EXCERPT
## Start

# Native Outsider



## Quasqueton (Apr 26, 2003)

Two of the PCs in my group are "Native Outsiders" (a tiefling and a genasi), and I think the DM misunderstands what that means. I need to get some confirmation on this so I can show him proof. 

Is this correct:

Native Outsider means you are an outsider, not a humanoid -- so are not subject to hold person, charm person, and other spells that affect humanoids. You can be raised/resurrected. You cannot be banished/dismissed.

Thanks.

If he wants to house rule the type, I want him to know its a house rule and not the standard. But I don't think he wants to house rule it, I think he just has misinterpretted the type definition.

Quasqueton


----------



## Knight of Neraka (Apr 26, 2003)

From the FRCS page 18:

"First, spells or effects that affect only humanoids, such as Charm Person or a Dominate Person spell do not affect planetouched characters.

Second, spells and effects that target extraplanar creatures may affect planetouched characters. For example, the mace of smiting and the sword of the planes are more effective against outsiders, and are correspondingly more dangerous to a planetouched character. A spell that drives outsiders back to their home planes does not affect planetouched characters, but banishment-a spell that removes an outsider from the caster's plane without specifying a return to the outsider's native plane-would work just fine.

Finally, Faerun's planetouched have lived on Toril long enough for Toril to become, in effect, their native plane. This means that planetouched characters can be raised or ressurected normally. Whereas most outsiders cannot be brought back from the dead without the use of a miracle or wish spell."

This is word for word from the FRCS...so you are correct with the exception of the cannot be banished...you can be banished.


----------



## Lord_Fergus (Apr 26, 2003)

You can certainly be banished just like any creature when not on your home plane.  However Native Outsiders are native to the plane they are found on - in this case Toril.  So they could not be banished from Toril but if they were on another plane they could be banished back to Toril.


----------



## Kae'Yoss (Apr 26, 2003)

## End

TO DO
- a) In the native outsider thread, which page of the FRCS is quoted?
- b) Please carry on the forum thread about native outsiders from the point where it stops.

DATA LINES
## Start

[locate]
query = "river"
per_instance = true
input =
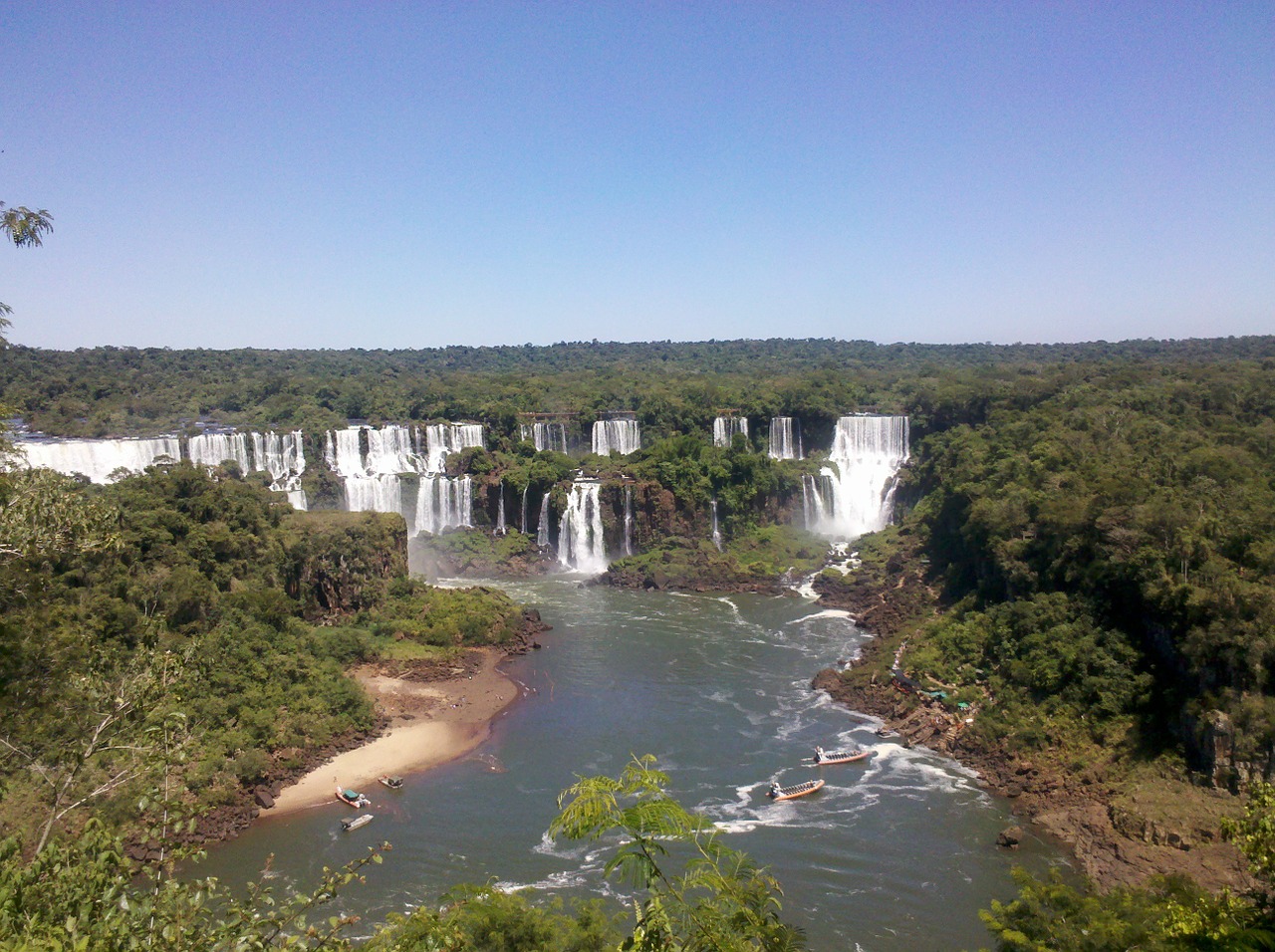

## End

TASK RESPONSES
- a) Page 18.

- b)
By the exact wording of _banishment_ (PHB), it forces extraplanar creatures out of your homeplane. Native Outsiders aren't extraplanar when they are on their native plane. But the FRCS implies that they meant Outsiders, and so a human cleric from, say, Thesk, could banish a tiefling, which might be his neighbor and born in the very same house but still is an Outsider.


----------



## LokiDR (Apr 26, 2003)

Extaplaner means outsider or creature not from the plane.  You could banish a wizard who planshifted to the 9 hells for example.  Native outsiders are extraplaner, since a portion of thier bloodline is not from the plane, but they have special exceptions for things like raise dead and dissmisle.  In other words, native outsider means "extra-planar with a different home plane."


----------



## Quasqueton (Apr 26, 2003)

Thanks for the responses. The issue came up over a hold person spell. I said native outsiders were immune to that spell, the DM said they were not. I was sure I was right, but the DM seemed sure of his stance too, so I didn't push it in the middle of the game. That would pretty much mean that native outsider was a useless type if made no difference from a standard humanoid.

Quasqueton


----------



## Kae'Yoss (Apr 26, 2003)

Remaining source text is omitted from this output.